Instructions for the task: Please rewrite all of the data below, putting "one point per object" in place of every "one point per instance" and leaving everything else unchanged.
··· Source records ···
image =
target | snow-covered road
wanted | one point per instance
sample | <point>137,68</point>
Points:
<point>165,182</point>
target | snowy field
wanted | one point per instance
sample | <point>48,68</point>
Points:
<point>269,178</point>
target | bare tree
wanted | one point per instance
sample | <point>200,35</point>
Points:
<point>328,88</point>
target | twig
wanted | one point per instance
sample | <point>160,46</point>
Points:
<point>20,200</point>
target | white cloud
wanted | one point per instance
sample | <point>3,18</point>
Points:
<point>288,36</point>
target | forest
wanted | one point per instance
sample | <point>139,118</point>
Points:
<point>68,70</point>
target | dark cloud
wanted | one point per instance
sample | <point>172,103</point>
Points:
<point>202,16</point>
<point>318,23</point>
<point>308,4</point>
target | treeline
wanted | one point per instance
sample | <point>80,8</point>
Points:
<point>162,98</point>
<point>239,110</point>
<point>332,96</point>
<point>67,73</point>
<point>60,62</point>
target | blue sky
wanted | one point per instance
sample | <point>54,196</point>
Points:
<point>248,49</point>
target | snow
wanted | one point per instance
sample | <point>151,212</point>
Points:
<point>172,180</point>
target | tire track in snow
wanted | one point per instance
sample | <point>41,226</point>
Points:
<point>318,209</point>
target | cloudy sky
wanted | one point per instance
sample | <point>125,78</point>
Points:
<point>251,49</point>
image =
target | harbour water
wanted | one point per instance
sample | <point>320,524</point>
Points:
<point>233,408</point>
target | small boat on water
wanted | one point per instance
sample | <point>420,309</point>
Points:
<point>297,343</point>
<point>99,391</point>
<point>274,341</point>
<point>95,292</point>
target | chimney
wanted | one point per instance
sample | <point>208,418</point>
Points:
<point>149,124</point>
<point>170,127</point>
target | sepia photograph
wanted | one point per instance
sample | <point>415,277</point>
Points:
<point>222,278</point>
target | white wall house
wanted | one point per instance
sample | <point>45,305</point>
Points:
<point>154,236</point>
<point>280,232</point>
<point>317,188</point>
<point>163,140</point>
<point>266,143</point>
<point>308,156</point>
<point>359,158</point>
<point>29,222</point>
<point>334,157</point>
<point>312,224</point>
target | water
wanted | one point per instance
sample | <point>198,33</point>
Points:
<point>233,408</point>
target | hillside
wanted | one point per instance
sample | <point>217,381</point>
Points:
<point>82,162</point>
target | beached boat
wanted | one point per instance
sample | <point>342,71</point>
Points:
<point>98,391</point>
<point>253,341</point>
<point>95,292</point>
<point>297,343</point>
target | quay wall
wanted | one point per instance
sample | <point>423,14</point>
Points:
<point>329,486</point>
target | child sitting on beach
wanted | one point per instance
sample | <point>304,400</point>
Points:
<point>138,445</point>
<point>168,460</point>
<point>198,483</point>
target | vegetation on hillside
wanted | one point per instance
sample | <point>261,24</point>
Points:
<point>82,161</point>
···
In response:
image =
target | snow-covered road
wanted | one point per object
sample | <point>137,68</point>
Points:
<point>165,182</point>
target | snowy field
wanted | one point per object
sample | <point>48,68</point>
Points:
<point>269,178</point>
target | bare tree
wanted | one point per object
sample | <point>200,35</point>
Points:
<point>328,88</point>
target | twig
wanted | one point per object
sample | <point>160,46</point>
Points:
<point>20,200</point>
target | white cloud
wanted | one point per object
sample | <point>3,18</point>
Points:
<point>288,36</point>
target | forest
wanted | one point per object
sample | <point>139,118</point>
Points:
<point>68,70</point>
target | dark cloud
wanted | one point per object
sample | <point>172,103</point>
Points:
<point>202,16</point>
<point>318,23</point>
<point>308,4</point>
target | treeline
wanted | one point per object
sample | <point>80,8</point>
Points:
<point>162,98</point>
<point>239,110</point>
<point>332,96</point>
<point>67,73</point>
<point>60,62</point>
target | blue sky
wanted | one point per object
sample | <point>54,196</point>
Points:
<point>248,49</point>
target | snow
wanted | one point per object
sample | <point>151,212</point>
Points:
<point>172,180</point>
target | tire track in snow
wanted | one point per object
sample | <point>41,226</point>
Points:
<point>318,209</point>
target | cloudy sky
wanted | one point per object
sample | <point>125,78</point>
Points:
<point>251,49</point>
image =
target | harbour water
wanted | one point per object
sample | <point>320,524</point>
Points:
<point>233,408</point>
target | small boat on water
wanted | one point per object
sample | <point>420,309</point>
Points:
<point>297,343</point>
<point>99,391</point>
<point>274,341</point>
<point>95,292</point>
target | chimney
wanted | one point per object
sample | <point>208,418</point>
Points:
<point>149,124</point>
<point>170,127</point>
target | sepia photograph
wanted | one point per object
sample | <point>415,277</point>
Points:
<point>222,278</point>
target | white wall house
wanted | one point per object
sample | <point>45,305</point>
Points:
<point>154,236</point>
<point>280,232</point>
<point>317,188</point>
<point>163,140</point>
<point>266,143</point>
<point>308,156</point>
<point>359,158</point>
<point>29,222</point>
<point>334,157</point>
<point>312,224</point>
target | water
wanted | one point per object
sample | <point>198,33</point>
Points:
<point>233,408</point>
target | hillside
wanted | one point per object
sample | <point>217,381</point>
Points:
<point>82,162</point>
target | beached boat
wanted | one point per object
sample | <point>342,71</point>
Points:
<point>98,391</point>
<point>253,341</point>
<point>95,292</point>
<point>297,343</point>
target | quay wall
wanted | one point per object
sample | <point>423,14</point>
Points:
<point>329,486</point>
target | child sitting on beach
wanted | one point per object
sample | <point>304,400</point>
Points:
<point>138,445</point>
<point>168,460</point>
<point>198,483</point>
target | vegetation on hillside
wanted | one point per object
sample | <point>261,24</point>
Points:
<point>82,161</point>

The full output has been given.